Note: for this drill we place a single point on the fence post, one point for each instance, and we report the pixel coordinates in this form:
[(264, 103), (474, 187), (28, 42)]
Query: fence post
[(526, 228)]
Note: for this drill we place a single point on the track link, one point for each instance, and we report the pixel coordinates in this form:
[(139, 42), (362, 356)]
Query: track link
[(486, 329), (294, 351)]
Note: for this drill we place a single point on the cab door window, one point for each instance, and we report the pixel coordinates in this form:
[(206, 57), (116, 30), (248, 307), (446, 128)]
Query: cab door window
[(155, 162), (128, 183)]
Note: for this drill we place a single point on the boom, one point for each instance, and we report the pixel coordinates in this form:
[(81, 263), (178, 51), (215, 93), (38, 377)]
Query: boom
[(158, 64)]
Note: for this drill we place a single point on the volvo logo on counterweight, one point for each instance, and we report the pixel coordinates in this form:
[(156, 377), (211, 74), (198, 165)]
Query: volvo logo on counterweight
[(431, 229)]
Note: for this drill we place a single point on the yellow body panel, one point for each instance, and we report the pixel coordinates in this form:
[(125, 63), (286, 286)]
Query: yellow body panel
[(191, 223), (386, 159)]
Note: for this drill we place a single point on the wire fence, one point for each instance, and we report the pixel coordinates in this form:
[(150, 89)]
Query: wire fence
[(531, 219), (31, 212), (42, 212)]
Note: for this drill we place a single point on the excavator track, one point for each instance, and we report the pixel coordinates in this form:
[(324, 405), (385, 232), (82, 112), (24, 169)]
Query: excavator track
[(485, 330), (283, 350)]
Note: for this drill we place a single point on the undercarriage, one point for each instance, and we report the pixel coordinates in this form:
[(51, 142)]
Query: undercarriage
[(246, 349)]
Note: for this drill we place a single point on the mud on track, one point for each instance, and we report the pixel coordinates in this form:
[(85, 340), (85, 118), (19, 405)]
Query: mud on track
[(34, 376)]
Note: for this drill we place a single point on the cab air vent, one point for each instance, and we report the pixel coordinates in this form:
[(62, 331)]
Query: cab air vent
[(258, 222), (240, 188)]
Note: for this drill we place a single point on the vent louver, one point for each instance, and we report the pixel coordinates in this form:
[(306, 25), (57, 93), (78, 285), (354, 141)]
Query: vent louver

* * * * * * * * *

* **Given request**
Extract the data verbatim, starting at its first line and ending at the line that contains "[(158, 64)]". Include both of these lines.

* **Task output**
Note: for this drill we place a single point on the fence post, one point for each instance, and we report the pixel coordinates in this form:
[(264, 103), (474, 187), (28, 42)]
Query: fence post
[(526, 228)]
Note: for this drill we place a single point on the track link, one point for each instance, and we report the pixel coordinates in this form:
[(139, 42), (362, 356)]
Query: track link
[(486, 329), (294, 351)]
Note: for this drill we place a single point on the cab door window, one point for each instance, and we report the pixel coordinates in this form:
[(206, 57), (116, 30), (248, 307), (446, 128)]
Query: cab door window
[(155, 162), (128, 183)]
Note: for this drill we place a single point on the boom, one point for each instance, and we report the pixel coordinates in this form:
[(81, 263), (178, 51), (215, 93), (38, 377)]
Query: boom
[(158, 64)]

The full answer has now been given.